What the exercise asks
Render every line of the records below as a Markdown table with two columns, Row and Line, where Row holds each line's number and Line holds its text; leave out blank lines.
* start *
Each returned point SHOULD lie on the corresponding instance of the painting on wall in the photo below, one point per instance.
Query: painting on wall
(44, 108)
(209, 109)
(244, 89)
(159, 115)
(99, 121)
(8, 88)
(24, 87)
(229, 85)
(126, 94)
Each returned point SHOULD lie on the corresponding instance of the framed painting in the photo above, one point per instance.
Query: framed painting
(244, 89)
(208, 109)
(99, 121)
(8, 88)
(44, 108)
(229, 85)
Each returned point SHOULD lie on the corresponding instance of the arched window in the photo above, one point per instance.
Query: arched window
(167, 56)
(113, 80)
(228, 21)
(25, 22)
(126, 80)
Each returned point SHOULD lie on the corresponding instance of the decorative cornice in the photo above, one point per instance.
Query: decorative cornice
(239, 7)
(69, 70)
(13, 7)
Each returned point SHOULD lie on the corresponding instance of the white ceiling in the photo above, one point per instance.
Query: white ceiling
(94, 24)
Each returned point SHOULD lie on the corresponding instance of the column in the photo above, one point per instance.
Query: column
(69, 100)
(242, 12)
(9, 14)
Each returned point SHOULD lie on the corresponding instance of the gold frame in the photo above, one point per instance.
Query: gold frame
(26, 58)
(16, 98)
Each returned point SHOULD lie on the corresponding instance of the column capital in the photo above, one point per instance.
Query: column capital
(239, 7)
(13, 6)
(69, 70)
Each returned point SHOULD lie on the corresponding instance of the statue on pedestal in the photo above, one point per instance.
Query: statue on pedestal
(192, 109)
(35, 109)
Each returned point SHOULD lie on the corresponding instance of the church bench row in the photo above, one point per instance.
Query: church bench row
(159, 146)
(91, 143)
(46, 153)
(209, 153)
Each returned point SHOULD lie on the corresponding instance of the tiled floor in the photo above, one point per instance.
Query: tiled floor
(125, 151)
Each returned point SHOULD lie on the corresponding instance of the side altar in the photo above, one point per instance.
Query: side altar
* end *
Result of this exercise
| Row | Line |
|---|---|
| 1 | Each returned point SHOULD lie on the corresponding instance of the painting on wall in the photo below, one point per instance. |
| 2 | Query: painting on wall |
| 3 | (44, 108) |
| 4 | (209, 109) |
| 5 | (244, 89) |
| 6 | (159, 115) |
| 7 | (99, 121) |
| 8 | (8, 88) |
| 9 | (24, 87) |
| 10 | (229, 85) |
| 11 | (126, 94) |
| 12 | Each returned point SHOULD lie on the corresponding instance of the framed painting in the photo above, one point per instance. |
| 13 | Query: framed painting |
| 14 | (244, 89) |
| 15 | (208, 109) |
| 16 | (99, 121) |
| 17 | (8, 88) |
| 18 | (44, 108) |
| 19 | (229, 85) |
| 20 | Each returned point SHOULD lie on the corresponding instance of the arched window in the photo above, one point per instance. |
| 21 | Query: arched window |
| 22 | (167, 56) |
| 23 | (113, 80) |
| 24 | (228, 21) |
| 25 | (25, 22) |
| 26 | (126, 80) |
| 27 | Each returned point SHOULD lie on the corresponding instance of the decorative cornice in the photo above, one point per instance. |
| 28 | Query: decorative cornice |
| 29 | (239, 7) |
| 30 | (69, 70) |
| 31 | (13, 7) |
| 32 | Each returned point SHOULD lie on the corresponding instance of the white ceiling in the photo above, one point per instance. |
| 33 | Query: white ceiling |
| 34 | (94, 24) |
| 35 | Each returned point SHOULD lie on the corresponding instance of the column in the photo above, one point per instance. |
| 36 | Query: column |
| 37 | (69, 100) |
| 38 | (242, 12) |
| 39 | (9, 14) |
| 40 | Each returned point SHOULD lie on the corresponding instance of the gold frame in the photo above, one point per instance. |
| 41 | Query: gold frame |
| 42 | (26, 58) |
| 43 | (16, 98) |
| 44 | Each returned point SHOULD lie on the corresponding instance of the column capital in the photo above, one point per instance. |
| 45 | Query: column capital |
| 46 | (239, 7) |
| 47 | (13, 6) |
| 48 | (69, 70) |
| 49 | Each returned point SHOULD lie on the corresponding instance of the statue on pedestal in the photo above, one point per instance. |
| 50 | Query: statue on pedestal |
| 51 | (192, 109) |
| 52 | (35, 109) |
| 53 | Each returned point SHOULD lie on the corresponding instance of the church bench row in the photo above, one point per instance. |
| 54 | Query: church bench row |
| 55 | (159, 146) |
| 56 | (91, 143) |
| 57 | (46, 153) |
| 58 | (209, 153) |
| 59 | Each returned point SHOULD lie on the corresponding instance of the tiled floor in the photo above, one point per instance. |
| 60 | Query: tiled floor |
| 61 | (125, 151) |
| 62 | Each returned point SHOULD lie on the corresponding instance of the side altar in the photo above, one point per instance. |
| 63 | Query: side altar |